> _ACTIVITY_: Once the line with "Target: door frame" is found in the data, output it and each following line exactly, up to and including the line with "Mark one point on every instance of the hanging", and nothing before or after.

> _Saved entries_:

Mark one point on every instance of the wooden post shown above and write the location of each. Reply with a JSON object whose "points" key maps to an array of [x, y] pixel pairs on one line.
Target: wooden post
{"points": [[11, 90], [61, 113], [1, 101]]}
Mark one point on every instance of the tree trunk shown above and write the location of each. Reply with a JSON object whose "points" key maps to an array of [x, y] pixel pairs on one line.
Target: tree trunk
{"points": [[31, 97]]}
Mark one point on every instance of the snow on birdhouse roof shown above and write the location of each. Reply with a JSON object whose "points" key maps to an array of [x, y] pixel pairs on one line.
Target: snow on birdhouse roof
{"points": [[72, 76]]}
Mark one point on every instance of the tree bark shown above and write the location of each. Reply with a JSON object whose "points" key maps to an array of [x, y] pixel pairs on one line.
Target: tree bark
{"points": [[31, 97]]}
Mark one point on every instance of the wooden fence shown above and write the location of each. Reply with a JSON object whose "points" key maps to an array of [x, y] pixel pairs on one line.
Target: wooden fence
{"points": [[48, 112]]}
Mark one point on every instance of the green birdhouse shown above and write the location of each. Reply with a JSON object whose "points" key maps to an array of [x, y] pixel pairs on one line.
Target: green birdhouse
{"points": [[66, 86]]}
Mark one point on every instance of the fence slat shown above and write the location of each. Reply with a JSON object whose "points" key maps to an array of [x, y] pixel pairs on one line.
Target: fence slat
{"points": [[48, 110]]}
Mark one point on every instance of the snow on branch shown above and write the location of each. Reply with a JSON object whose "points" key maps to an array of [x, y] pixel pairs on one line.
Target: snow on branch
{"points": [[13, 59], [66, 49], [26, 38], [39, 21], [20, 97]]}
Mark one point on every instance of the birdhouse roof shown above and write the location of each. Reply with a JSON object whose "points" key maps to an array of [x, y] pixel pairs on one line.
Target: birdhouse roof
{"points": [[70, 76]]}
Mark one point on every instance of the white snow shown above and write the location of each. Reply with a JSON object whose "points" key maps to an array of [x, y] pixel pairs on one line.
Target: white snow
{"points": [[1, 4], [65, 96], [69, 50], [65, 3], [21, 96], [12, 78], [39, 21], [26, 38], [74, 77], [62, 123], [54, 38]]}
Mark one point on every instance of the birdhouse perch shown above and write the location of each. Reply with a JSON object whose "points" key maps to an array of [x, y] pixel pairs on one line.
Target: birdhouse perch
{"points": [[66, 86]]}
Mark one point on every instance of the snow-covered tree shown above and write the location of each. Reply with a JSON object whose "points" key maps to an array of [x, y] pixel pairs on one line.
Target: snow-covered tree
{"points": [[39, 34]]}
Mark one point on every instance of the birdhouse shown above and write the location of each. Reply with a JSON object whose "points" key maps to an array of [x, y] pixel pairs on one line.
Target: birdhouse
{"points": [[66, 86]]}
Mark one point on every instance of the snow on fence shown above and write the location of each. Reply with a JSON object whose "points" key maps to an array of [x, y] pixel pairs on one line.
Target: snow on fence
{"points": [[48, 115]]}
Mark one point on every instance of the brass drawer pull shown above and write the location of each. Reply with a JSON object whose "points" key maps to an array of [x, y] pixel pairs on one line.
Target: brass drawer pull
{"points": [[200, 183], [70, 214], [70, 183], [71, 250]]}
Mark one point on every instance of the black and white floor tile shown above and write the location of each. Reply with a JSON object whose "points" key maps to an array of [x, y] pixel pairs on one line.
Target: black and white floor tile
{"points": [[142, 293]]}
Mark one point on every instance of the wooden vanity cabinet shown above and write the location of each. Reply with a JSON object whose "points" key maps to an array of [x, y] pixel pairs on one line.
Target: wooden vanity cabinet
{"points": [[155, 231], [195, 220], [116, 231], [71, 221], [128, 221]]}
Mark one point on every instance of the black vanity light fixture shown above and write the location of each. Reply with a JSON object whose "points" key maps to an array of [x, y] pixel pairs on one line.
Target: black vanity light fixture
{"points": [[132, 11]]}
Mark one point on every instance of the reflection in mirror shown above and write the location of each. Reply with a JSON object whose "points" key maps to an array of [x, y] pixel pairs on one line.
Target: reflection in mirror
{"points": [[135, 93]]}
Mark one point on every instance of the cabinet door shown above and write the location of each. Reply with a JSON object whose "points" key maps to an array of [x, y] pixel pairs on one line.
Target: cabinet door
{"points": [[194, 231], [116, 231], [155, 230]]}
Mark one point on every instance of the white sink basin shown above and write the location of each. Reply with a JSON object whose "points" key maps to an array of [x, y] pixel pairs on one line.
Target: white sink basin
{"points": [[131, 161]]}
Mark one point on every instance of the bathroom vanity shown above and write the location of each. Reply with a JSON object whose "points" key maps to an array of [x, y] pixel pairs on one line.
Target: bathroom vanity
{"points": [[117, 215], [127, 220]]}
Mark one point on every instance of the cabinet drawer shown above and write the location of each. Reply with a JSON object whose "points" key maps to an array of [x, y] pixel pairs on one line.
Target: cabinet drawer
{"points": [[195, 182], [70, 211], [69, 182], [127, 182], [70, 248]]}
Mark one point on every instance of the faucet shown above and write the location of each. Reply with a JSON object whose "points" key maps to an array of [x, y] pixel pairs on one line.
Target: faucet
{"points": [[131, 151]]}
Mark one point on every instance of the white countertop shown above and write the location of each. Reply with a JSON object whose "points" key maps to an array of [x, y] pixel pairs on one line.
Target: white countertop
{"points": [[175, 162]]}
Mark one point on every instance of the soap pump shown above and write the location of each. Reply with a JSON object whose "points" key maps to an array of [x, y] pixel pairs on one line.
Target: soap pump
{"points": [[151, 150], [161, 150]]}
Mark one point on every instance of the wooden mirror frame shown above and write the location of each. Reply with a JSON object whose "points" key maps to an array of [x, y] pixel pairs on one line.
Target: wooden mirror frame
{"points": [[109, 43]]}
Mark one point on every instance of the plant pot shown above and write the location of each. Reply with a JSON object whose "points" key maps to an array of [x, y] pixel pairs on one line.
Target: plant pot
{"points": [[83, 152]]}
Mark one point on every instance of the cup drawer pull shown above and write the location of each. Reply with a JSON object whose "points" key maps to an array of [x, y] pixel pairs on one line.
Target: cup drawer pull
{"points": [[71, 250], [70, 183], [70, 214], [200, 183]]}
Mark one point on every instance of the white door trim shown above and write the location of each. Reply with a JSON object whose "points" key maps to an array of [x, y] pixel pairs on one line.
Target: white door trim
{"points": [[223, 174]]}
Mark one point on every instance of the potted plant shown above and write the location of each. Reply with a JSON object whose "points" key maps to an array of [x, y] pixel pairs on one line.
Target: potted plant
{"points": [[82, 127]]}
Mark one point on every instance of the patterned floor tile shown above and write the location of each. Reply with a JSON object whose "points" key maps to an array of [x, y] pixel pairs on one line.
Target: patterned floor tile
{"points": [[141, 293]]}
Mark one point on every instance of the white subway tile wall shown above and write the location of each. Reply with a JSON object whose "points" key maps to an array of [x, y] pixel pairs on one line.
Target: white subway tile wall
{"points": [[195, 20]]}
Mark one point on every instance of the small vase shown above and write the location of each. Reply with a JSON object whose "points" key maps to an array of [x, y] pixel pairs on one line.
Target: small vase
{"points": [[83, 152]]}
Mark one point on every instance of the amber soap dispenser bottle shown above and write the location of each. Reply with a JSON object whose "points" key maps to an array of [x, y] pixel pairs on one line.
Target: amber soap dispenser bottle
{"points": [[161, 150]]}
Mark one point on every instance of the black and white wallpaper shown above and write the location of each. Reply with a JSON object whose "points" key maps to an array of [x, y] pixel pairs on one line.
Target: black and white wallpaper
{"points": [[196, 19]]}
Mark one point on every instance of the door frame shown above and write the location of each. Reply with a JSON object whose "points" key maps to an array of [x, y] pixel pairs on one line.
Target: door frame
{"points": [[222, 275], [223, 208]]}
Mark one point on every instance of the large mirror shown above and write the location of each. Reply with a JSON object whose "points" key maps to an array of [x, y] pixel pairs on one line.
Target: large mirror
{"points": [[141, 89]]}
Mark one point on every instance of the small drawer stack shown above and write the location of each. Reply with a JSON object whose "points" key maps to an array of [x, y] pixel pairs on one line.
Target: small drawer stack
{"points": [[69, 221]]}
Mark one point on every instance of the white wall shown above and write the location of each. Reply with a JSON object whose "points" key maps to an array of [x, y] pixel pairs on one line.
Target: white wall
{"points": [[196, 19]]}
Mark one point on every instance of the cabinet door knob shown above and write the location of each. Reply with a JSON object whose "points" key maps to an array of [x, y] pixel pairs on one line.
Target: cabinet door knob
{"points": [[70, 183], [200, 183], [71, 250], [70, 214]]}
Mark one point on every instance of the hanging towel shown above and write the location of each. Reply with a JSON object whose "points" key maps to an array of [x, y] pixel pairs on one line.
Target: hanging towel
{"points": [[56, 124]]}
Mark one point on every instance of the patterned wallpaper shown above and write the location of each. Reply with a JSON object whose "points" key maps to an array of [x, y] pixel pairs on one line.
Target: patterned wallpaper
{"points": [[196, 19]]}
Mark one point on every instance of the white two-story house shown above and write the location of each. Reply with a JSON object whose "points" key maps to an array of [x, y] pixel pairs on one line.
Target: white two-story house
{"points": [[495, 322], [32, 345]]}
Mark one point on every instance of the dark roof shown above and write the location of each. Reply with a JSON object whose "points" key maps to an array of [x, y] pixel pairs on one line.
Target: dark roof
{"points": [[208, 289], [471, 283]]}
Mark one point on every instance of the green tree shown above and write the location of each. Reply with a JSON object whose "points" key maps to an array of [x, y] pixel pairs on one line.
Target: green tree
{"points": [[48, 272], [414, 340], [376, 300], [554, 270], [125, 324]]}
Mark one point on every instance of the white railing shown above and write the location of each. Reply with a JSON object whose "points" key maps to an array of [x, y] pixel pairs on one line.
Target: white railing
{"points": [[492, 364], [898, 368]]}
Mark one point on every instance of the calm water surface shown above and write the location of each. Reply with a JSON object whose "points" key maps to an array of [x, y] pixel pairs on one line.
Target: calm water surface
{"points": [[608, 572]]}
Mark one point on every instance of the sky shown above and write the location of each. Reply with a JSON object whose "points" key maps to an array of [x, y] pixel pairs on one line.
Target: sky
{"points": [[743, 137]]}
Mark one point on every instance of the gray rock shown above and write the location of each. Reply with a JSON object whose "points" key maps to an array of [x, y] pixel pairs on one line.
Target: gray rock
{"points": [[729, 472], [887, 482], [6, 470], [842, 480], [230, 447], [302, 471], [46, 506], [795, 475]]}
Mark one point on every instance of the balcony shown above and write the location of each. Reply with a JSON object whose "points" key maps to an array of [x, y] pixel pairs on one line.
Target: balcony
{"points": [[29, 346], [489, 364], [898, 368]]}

> _PROBLEM SOLUTION_:
Target: door frame
{"points": [[222, 275], [223, 208]]}
Mark one point on every instance of the large mirror shown above and write the location of each. Reply with a JSON object whose "points" key maps to an array of [x, y] pixel pairs on one line.
Target: large mirror
{"points": [[141, 89]]}
Mark one point on every instance of the small drawer stack shown above and write the location of each. Reply with a JSON object whose "points" key maps to an array of [x, y] pixel pairs on one line.
Target: small drawer stack
{"points": [[69, 221]]}
Mark one point on every instance of the white wall shown above and write the location of each. Reply with a JSON object whose "points" key maps to an array of [x, y] pixel pairs on one line.
Target: white wall
{"points": [[196, 19]]}
Mark one point on every instance of the cabinet door knob shown above and write the location of each. Reply with a JSON object whose "points" key maps to an array of [x, y] pixel pairs on one line.
Target: cabinet door knob
{"points": [[70, 183], [200, 183], [71, 250], [70, 214]]}
Mark one point on every instance of the hanging towel shown above and write the location of each. Reply with a JSON object whose "points" key maps to an array of [x, y] pixel pairs on one line.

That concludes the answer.